-- Provided text --
Marion Wilson

Personal information
- Nicknames: Mo Jackhammer The Creep
- Nationality: American
- Born: Marion Wilson October 19, 1956 (age 69) Florence, South Carolina, U.S.
- Height: 6 ft 1 in (1.85 m)
- Weight: Heavyweight

Boxing career
- Reach: 77 in (196 cm)
- Stance: Orthodox

Boxing record
- Total fights: 57
- Wins: 12
- Win by KO: 5
- Losses: 41
- Draws: 4

= Marion Wilson (boxer) =

American boxer

Marion Wilson (born October 19, 1956) is an American former professional boxer who competed from 1989 to 2007.

==Amateur career==
Wilson took up boxing at the age of 27.

-- Tasks to carry out --
[1] In the boxer profile, rewrite the passage from "Personal information" up to and including "in (196 cm)", putting "Cruiserweight" in place of "Heavyweight".
[2] Answer these questions from the boxer profile.
(a) In what city and state was Marion Wilson born?
(b) How many total fights are in his boxing record?
(c) At what age did he take up boxing?
The lines after this point are separate material and have no connection to the boxer profile.

-- Supplied information --
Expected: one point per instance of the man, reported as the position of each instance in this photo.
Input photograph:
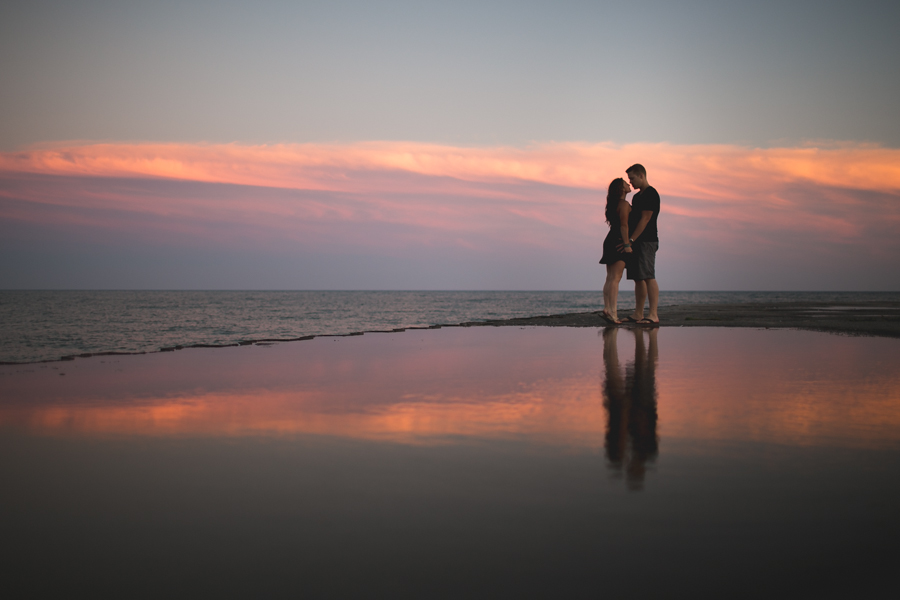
(645, 242)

-- Responses to the tasks --
[1]
Personal information
- Nicknames: Mo Jackhammer The Creep
- Nationality: American
- Born: Marion Wilson October 19, 1956 (age 69) Florence, South Carolina, U.S.
- Height: 6 ft 1 in (1.85 m)
- Weight: Cruiserweight

Boxing career
- Reach: 77 in (196 cm)

[2]
(a) Florence, South Carolina
(b) 57
(c) 27